**Excerpt provided:**
⁂
Some criticism has been leveled at the creator of this recipe, I'd like to remind you this is for a quick weeknight supper. I have for a long time used RAO's marinara sauce as a base for my Sunday sauce and add sauted chopped onions, garlic and anything else that sounds good from the vegetable drawer. It's a great base. A good one to have in the pantry...
Come on, jarred sauce is fine and perfect for a quick weeknight meal! But if you really can't bring yourself to open a jar, try Marcella Hazan's three ingredient sauce recipe: a big 28 oz can of good quality tomatoes, simmered with 5Tb of butter and a halved onion for half an hour/40 mins while you preheat the oven and get everything else mixed together. Remove the onion, mash or blitz the tomatoes, season with salt, then feel smug about yourself as everything bakes.
Right after I put mine in the oven, I watched an episode of ATK where they made tomato and cheese lasagna. They recommended using cottage cheese in place of ricotta, saying that ricotta can be chalky sometimes. Dead right, it was a little chalky. I did reduce the broth to one cup as several commentators suggested, which may have contributed to it. Adding an egg might have been a good idea, too. If I make it again, I'll use cottage cheese, add an egg, and up the broth to 1/5 cups.
⁂
**Challenges:**
a: Which ingredients does the three-ingredient sauce in the lasagna recipe comments have you simmer together? List each one.
b: Retype the lasagna recipe comments, starting with "Some criticism has" and going on through "as everything bakes.".
c: Extend the reader comments on the lasagna recipe with a few more sentences in the same voice, picking up after their final line.

**Given information:**
⁂
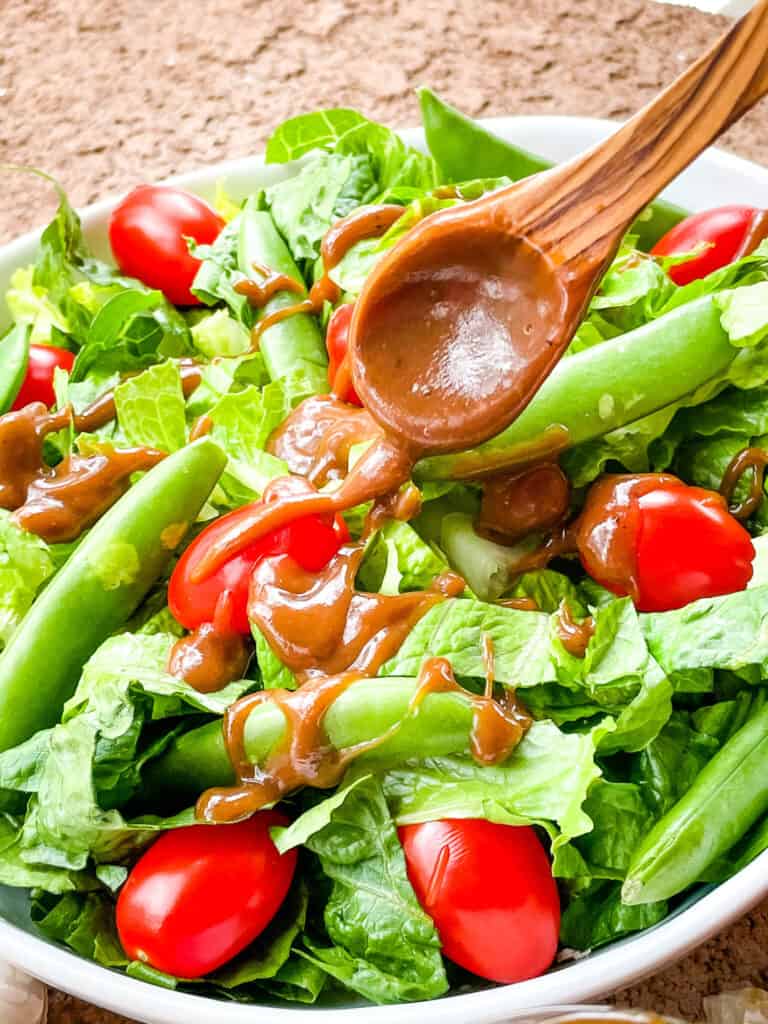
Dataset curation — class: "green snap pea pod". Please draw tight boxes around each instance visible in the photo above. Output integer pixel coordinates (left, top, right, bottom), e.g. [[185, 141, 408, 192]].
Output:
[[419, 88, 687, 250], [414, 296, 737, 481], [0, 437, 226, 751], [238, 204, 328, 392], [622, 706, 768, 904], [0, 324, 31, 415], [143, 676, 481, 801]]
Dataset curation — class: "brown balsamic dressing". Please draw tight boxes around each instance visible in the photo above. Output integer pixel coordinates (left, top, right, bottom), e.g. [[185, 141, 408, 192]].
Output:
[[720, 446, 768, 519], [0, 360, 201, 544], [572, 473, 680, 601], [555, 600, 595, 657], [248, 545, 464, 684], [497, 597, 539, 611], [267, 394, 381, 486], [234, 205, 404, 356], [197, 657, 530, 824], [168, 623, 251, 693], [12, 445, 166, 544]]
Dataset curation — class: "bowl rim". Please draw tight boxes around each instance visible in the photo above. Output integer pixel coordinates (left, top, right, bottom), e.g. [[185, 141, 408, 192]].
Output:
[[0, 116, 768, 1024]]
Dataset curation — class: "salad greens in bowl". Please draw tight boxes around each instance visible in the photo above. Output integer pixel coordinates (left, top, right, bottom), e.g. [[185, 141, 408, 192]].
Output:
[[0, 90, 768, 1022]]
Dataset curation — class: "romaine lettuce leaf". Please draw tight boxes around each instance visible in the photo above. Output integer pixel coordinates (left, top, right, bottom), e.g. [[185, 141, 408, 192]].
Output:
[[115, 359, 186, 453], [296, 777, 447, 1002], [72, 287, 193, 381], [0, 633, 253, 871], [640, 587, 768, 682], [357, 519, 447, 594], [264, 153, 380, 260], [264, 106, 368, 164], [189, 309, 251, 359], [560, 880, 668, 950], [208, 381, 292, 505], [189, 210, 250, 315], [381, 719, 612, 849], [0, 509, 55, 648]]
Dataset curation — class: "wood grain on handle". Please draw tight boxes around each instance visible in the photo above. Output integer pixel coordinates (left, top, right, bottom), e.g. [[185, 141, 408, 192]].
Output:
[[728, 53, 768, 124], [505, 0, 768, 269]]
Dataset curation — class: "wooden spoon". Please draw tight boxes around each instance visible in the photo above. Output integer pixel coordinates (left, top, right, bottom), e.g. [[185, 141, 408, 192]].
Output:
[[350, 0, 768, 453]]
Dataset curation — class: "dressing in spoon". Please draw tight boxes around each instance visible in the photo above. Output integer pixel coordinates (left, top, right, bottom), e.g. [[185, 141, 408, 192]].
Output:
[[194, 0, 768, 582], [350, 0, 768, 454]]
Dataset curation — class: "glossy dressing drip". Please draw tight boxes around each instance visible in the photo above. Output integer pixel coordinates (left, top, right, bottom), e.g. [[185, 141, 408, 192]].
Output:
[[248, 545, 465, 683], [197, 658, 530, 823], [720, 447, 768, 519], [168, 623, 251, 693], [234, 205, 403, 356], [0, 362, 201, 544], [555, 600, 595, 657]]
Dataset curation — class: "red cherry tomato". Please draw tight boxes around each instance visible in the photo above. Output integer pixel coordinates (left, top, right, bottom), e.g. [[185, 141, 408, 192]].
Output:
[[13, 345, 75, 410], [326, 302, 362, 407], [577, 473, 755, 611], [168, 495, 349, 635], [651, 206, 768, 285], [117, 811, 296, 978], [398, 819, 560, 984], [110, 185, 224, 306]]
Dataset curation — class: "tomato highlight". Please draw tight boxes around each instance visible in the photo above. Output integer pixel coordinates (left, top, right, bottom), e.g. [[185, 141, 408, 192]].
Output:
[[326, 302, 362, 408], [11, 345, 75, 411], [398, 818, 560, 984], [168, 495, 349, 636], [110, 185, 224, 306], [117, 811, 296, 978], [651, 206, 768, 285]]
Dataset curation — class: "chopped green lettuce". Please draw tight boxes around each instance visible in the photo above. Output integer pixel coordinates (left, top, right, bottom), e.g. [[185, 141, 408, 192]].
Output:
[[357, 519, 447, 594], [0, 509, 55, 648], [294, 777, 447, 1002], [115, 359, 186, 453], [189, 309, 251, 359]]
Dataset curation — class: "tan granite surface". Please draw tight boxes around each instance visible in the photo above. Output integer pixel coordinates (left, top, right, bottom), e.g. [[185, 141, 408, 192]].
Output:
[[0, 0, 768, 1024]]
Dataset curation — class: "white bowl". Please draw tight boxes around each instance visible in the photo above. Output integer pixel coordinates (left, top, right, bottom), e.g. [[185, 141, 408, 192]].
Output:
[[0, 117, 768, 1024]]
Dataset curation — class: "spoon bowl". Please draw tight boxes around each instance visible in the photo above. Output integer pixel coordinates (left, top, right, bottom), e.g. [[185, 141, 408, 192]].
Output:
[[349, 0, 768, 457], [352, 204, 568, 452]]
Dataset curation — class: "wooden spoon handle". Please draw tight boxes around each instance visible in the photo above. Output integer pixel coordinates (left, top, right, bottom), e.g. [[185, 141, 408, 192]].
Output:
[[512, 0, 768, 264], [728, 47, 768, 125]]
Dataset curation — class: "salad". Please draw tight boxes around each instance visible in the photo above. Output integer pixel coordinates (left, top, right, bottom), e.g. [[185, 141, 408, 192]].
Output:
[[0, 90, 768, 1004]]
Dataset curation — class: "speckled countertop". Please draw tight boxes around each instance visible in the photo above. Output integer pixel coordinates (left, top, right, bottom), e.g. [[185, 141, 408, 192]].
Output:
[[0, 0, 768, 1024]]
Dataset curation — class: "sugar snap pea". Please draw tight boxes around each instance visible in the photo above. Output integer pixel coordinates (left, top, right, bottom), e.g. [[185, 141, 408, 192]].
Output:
⁂
**Responses:**
a:
- A big 28 oz can of good quality tomatoes
- 5Tb of butter
- A halved onion

b:
Some criticism has been leveled at the creator of this recipe, I'd like to remind you this is for a quick weeknight supper. I have for a long time used RAO's marinara sauce as a base for my Sunday sauce and add sauted chopped onions, garlic and anything else that sounds good from the vegetable drawer. It's a great base. A good one to have in the pantry...
Come on, jarred sauce is fine and perfect for a quick weeknight meal! But if you really can't bring yourself to open a jar, try Marcella Hazan's three ingredient sauce recipe: a big 28 oz can of good quality tomatoes, simmered with 5Tb of butter and a halved onion for half an hour/40 mins while you preheat the oven and get everything else mixed together. Remove the onion, mash or blitz the tomatoes, season with salt, then feel smug about yourself as everything bakes.

c:
This lasagna was delicious. As suggested by some commenters I layered the noodles instead of breaking them, added an egg to the spinach ricotta mixture and used only one cup of broth. I added parmesan along with the mozzarella on tbs top. It was so good I can't imagine making lasagna any other way.
much easier if you dump all the wet ingredients in a big bowl 1st, then ladle over your no boil lasagna noodles. a grating of lemon zest and parmisan mixed in, a can of sliced mushrooms if you have them, really takes the whole thing up a notch! Fast flexible recipe that everyone here loves.